• [TASK INSTRUCTIONS] Restate every record word for word, without the pictures.

[Dataset entries]
- Opening Delimiter -
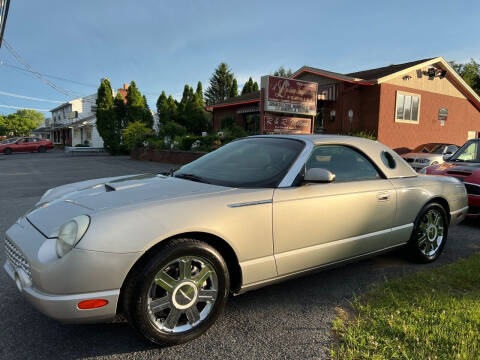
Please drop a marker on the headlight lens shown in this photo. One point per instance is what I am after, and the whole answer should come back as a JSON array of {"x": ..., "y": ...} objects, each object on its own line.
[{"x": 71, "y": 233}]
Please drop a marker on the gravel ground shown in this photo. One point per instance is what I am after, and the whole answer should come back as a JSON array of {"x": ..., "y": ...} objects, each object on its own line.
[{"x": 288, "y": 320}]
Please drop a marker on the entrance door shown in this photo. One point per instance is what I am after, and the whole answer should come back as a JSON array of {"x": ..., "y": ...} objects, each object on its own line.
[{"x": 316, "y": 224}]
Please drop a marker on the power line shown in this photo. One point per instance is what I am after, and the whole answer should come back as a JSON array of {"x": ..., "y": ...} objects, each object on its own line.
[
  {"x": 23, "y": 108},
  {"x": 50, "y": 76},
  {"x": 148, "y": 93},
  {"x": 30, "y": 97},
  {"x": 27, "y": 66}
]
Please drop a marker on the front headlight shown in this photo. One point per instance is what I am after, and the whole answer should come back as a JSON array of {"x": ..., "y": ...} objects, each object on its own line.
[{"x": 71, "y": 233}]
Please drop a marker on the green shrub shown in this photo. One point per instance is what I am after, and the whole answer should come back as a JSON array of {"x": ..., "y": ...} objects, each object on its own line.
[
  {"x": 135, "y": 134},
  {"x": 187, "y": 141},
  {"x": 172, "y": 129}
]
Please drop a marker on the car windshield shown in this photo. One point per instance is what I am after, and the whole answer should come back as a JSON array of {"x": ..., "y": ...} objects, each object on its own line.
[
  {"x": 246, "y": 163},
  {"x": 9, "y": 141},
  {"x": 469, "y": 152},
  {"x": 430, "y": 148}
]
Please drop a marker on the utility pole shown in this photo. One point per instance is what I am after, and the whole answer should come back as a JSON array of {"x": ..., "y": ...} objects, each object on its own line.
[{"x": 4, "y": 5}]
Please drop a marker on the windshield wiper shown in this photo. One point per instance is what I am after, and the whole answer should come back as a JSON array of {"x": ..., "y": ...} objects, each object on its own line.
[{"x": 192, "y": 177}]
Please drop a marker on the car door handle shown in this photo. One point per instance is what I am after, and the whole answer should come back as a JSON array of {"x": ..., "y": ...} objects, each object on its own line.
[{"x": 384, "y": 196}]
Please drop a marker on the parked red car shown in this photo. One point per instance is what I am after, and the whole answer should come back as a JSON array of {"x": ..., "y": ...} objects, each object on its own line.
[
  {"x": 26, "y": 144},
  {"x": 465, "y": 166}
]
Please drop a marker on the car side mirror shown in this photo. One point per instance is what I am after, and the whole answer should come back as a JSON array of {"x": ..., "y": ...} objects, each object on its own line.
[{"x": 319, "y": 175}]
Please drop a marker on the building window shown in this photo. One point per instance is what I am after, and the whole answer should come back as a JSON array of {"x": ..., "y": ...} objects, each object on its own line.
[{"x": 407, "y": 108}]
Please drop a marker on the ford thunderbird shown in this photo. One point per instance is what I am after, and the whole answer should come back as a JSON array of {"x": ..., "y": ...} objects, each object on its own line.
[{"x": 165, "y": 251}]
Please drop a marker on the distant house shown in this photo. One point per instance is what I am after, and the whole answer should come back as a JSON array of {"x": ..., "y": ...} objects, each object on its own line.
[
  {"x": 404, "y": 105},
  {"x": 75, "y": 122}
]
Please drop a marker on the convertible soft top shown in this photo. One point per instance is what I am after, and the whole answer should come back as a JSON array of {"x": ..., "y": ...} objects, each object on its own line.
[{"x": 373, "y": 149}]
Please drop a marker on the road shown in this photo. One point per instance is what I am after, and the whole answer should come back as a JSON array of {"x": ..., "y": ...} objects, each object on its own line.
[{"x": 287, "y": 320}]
- Closing Delimiter -
• [EXPECTED ANSWER]
Please drop a marker on the headlight lens shown in this photo. One point per instance is what I am after, and the whole answer should come back as a JSON array of {"x": ..., "y": ...} objects, each object on its own line.
[{"x": 71, "y": 233}]
Please drop a marker on the gravel ground shown in this photo. One point per instance is what I am after, and the whole answer should come back as a JSON array of {"x": ..., "y": ...} objects, each object on its own line.
[{"x": 288, "y": 320}]
Please drop a marker on the entrance door shown in this photo. One point per instance is what I am after, and the whole answer should come back as a JSON array of {"x": ..., "y": ...} objects, each object on its own line.
[{"x": 316, "y": 224}]
Please drop a marker on the power line shown in this photo. One point per instance is what I am after, and the whole answer should come back as a JSON array of {"x": ..., "y": ...} objects, each object on its own line.
[
  {"x": 23, "y": 108},
  {"x": 50, "y": 76},
  {"x": 148, "y": 93},
  {"x": 30, "y": 97},
  {"x": 27, "y": 66}
]
Please drop a marker on the front headlight shown in this photo. One point per instance is what I am after, and the whole answer should come back as a JSON array of {"x": ..., "y": ...} objects, each object on its own line.
[{"x": 71, "y": 233}]
Please drop a marker on the green shrub shown in this photo. One point per instance is what I am after, and the whole answer should come back as a JSON array of {"x": ..., "y": ...} objects, each object on its own line.
[
  {"x": 135, "y": 134},
  {"x": 187, "y": 141},
  {"x": 172, "y": 129}
]
Please drop a marker on the car windshield shown in this photo. One point per instance is what I am after, and the whole answer should come back as a JSON array of {"x": ..., "y": ...} objects, each object on its own line.
[
  {"x": 246, "y": 163},
  {"x": 9, "y": 141},
  {"x": 469, "y": 152},
  {"x": 430, "y": 148}
]
Please drop a marker on the utility pole shown in this photo. One point per instance is what I am after, and the whole answer should come back as a JSON array of {"x": ..., "y": ...} objects, each object on its own line.
[{"x": 4, "y": 5}]
Please drop a marker on the windshield wiper shown in this photo. One point per instance is what I am after, and the whole answer should come back as a JSON array of {"x": ..., "y": ...} objects, each object on its own line.
[{"x": 192, "y": 177}]
Please drop a marker on the car door handle shown in this photo. One point per instance is what I am after, and the whole answer should come back as a JSON array of {"x": ..., "y": ...} objects, each object on its own line.
[{"x": 384, "y": 196}]
Please drop a marker on the parked red car shown in this photo. One point per instance is what I am after, and the whole answer should come back as a JSON array of {"x": ..., "y": ...} objects, each object on its own line.
[
  {"x": 26, "y": 144},
  {"x": 465, "y": 166}
]
Please drop a marker on the car side mirror shown in this photo. One point per instance is what I am after, and the whole answer should come back as a JSON array of {"x": ..., "y": ...} objects, each object on its own line.
[{"x": 319, "y": 175}]
Please drop a marker on the building window shown in this photo. One point per instance is what I am after, and the whole answer should come back as a JSON array of {"x": ..., "y": ...} objects, each object on its own line.
[{"x": 407, "y": 108}]
Please drop a marker on the ford thunderbird shown in this photo. One point per instance is what I am after, and the whole answer should come back as a JSON array of {"x": ..., "y": ...} objects, each object on its own line.
[{"x": 165, "y": 251}]
Please drop a marker on the distant house shown in this photo. One point per instance is what I am after, and the whole answer should come back as a JSON array of {"x": ..., "y": ...} objects, each object on its own line.
[
  {"x": 404, "y": 105},
  {"x": 75, "y": 122}
]
Please drop a marker on the convertible soft top shown in this photo. One point per instance is what I am after, and the whole answer should come back as a JSON array of {"x": ..., "y": ...} objects, each object on its own line.
[{"x": 373, "y": 149}]
Please drop a marker on the road shown in this photo. One point per instance is what I am after, and the whole answer should come back as a JSON array of {"x": ..., "y": ...} objects, each object on its own line.
[{"x": 287, "y": 320}]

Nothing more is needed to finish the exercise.